* _발췌 본문_
------------

미국 텍사스 주 맥도날드 천문대에 위치한 2.1m 망원경에 부착된 SQUEAN (SED Camera for QUasars in EArly uNiverse)은 2010년부터 운용되고 있는 CQUEAN을 바탕으로 개발된 적외선 영역 광학기기이다. 20개의 필터 장착이 가능한 필터 휠 제어 시스템을 가지고 있는 SQUEAN 시스템은 SMOP (SQUEAN Main Observation software package), KFC82 (KHU Filter wheel Control software package for McDonald 82 inch Telescope), KAP82 (KHU Auto-guiding software Package for McDonald 82 inch Telescope) 등으로 구성되어 있다. 그러나 대형 필터 휠을 제어하는 모터의 토크부족과 감속기의 백래시(Backlash)의 영향으로 오프셋의 오차가 커서 초기위치의 재설정 없이 하룻밤 이상 관측을 지속하는데 어려움이 있었다. 토크가 크고 인코더가 장착된 모터 교체와 제어 프로그램 등을 변경하고, 백래시의 영향을 최소화할 수 있도록 소프트웨어로 보정하였다. 또한, SMOP로부터 네트워크 통신을 통해 초기화용 필터 마스크(Initial Filter Mask:IFM)를 제작하여 돔 플랫 이미지에서 정확한 필터의 위치를 측정하는 기능을 도입하였다. 이 발표에서는, 개선된 하드웨어 및 소프트웨어의 내용과 테스트한 결과에 대해 보여준다.

------------

* _작업 과제 1_
발췌 본문의 “미국 텍사스 주 맥도날드”부터 “결과에 대해 보여준다.”까지(끝 구절 포함) 다시 쓰되, “모터”를 “전동기”로 바꾸어 주세요.
* _작업 과제 2_
다음 (a), (b), (c)는 발췌 본문의 내용과 일치합니까? 각각 예 또는 아니요로 답하고, 판단 근거가 되는 본문 구절을 그대로 인용하세요.
(a) SQUEAN 시스템에는 필터를 20개까지 장착할 수 있다.
(b) CQUEAN은 2015년부터 운용되고 있다.
(c) 백래시의 영향은 하드웨어 교체만으로 보정하였다.

------------

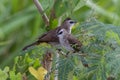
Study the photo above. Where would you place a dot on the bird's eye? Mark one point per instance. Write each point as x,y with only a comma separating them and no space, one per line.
60,32
71,22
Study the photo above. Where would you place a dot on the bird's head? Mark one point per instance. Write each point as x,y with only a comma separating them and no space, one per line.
69,22
61,32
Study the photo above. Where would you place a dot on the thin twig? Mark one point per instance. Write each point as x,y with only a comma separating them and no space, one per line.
40,9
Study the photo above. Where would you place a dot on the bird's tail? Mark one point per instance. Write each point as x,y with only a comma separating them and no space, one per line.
33,44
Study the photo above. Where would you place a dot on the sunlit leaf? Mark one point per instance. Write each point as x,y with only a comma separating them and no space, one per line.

------------

* _과제 답안 1_
미국 텍사스 주 맥도날드 천문대에 위치한 2.1m 망원경에 부착된 SQUEAN (SED Camera for QUasars in EArly uNiverse)은 2010년부터 운용되고 있는 CQUEAN을 바탕으로 개발된 적외선 영역 광학기기이다. 20개의 필터 장착이 가능한 필터 휠 제어 시스템을 가지고 있는 SQUEAN 시스템은 SMOP (SQUEAN Main Observation software package), KFC82 (KHU Filter wheel Control software package for McDonald 82 inch Telescope), KAP82 (KHU Auto-guiding software Package for McDonald 82 inch Telescope) 등으로 구성되어 있다. 그러나 대형 필터 휠을 제어하는 전동기의 토크부족과 감속기의 백래시(Backlash)의 영향으로 오프셋의 오차가 커서 초기위치의 재설정 없이 하룻밤 이상 관측을 지속하는데 어려움이 있었다. 토크가 크고 인코더가 장착된 전동기 교체와 제어 프로그램 등을 변경하고, 백래시의 영향을 최소화할 수 있도록 소프트웨어로 보정하였다. 또한, SMOP로부터 네트워크 통신을 통해 초기화용 필터 마스크(Initial Filter Mask:IFM)를 제작하여 돔 플랫 이미지에서 정확한 필터의 위치를 측정하는 기능을 도입하였다. 이 발표에서는, 개선된 하드웨어 및 소프트웨어의 내용과 테스트한 결과에 대해 보여준다.

* _과제 답안 2_
(a) 예. "20개의 필터 장착이 가능한 필터 휠 제어 시스템"
(b) 아니요. "2010년부터 운용되고 있는 CQUEAN"
(c) 아니요. "백래시의 영향을 최소화할 수 있도록 소프트웨어로 보정하였다"